• [Exercise objective]: Reproduce every line of the records below word for word, omitting the pictures.
====== Entries supplied ======
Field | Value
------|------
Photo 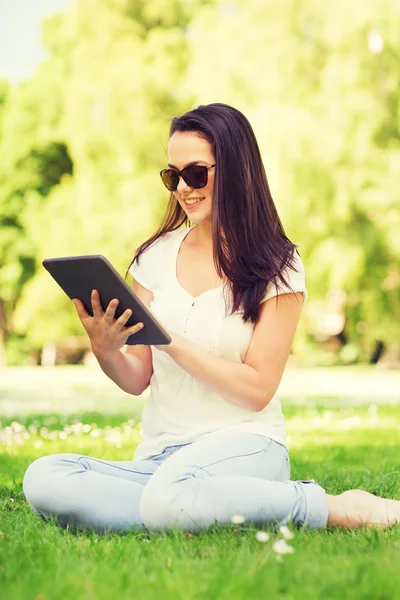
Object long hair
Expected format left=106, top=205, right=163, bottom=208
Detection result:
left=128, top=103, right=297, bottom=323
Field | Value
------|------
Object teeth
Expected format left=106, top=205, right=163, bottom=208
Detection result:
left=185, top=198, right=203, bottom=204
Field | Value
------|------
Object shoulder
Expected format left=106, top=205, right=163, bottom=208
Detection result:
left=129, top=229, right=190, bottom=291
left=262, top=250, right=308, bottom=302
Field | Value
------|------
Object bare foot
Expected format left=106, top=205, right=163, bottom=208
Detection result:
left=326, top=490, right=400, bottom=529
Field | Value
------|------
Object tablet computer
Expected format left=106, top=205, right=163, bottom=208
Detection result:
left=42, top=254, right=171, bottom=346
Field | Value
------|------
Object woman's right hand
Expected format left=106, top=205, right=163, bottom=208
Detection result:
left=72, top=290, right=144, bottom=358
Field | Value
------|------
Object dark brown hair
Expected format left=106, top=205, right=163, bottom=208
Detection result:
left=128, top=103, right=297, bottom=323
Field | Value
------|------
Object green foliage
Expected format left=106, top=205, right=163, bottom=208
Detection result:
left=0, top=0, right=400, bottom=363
======
• [Correct answer]:
Field | Value
------|------
Photo 
Object long hair
Expected format left=106, top=205, right=163, bottom=208
Detection result:
left=128, top=103, right=297, bottom=323
Field | Value
------|------
Object teeth
Expected format left=106, top=205, right=163, bottom=208
Detection result:
left=185, top=198, right=203, bottom=204
Field | Value
------|------
Object shoulder
Expected format left=106, top=205, right=163, bottom=208
Detection result:
left=129, top=229, right=190, bottom=291
left=262, top=250, right=308, bottom=302
Field | Value
------|------
Object bare foot
Expected format left=106, top=205, right=163, bottom=208
Detection result:
left=326, top=490, right=400, bottom=529
Field | Value
------|------
Object tablet computer
Expected format left=106, top=205, right=163, bottom=208
Detection result:
left=42, top=254, right=171, bottom=346
Field | Value
------|------
Object woman's right hand
Expected format left=106, top=205, right=163, bottom=208
Detection result:
left=72, top=290, right=144, bottom=358
Field | Value
------|------
Object dark brown hair
Expected format left=106, top=205, right=163, bottom=208
Detection result:
left=128, top=103, right=297, bottom=323
Field | Value
------|------
Object green foliage
Expected format left=106, top=205, right=163, bottom=208
Detection result:
left=0, top=0, right=400, bottom=363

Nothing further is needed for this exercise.